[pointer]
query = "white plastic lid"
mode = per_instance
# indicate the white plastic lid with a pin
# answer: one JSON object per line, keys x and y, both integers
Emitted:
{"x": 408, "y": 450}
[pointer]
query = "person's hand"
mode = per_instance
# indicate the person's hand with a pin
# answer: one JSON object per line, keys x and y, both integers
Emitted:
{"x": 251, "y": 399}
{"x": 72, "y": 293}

^^^^

Carry over every line of the material, requests included, and add 59 to each x and y coordinate in the answers.

[pointer]
query = "white plastic lid"
mode = per_instance
# indicate the white plastic lid with a pin
# answer: one JSON object per line, keys x and y, both integers
Emitted:
{"x": 467, "y": 509}
[pointer]
query = "person's hand"
mode = per_instance
# indicate the person's hand with a pin
# answer: one JSON object per line, keys x and y, both integers
Emitted:
{"x": 310, "y": 458}
{"x": 131, "y": 352}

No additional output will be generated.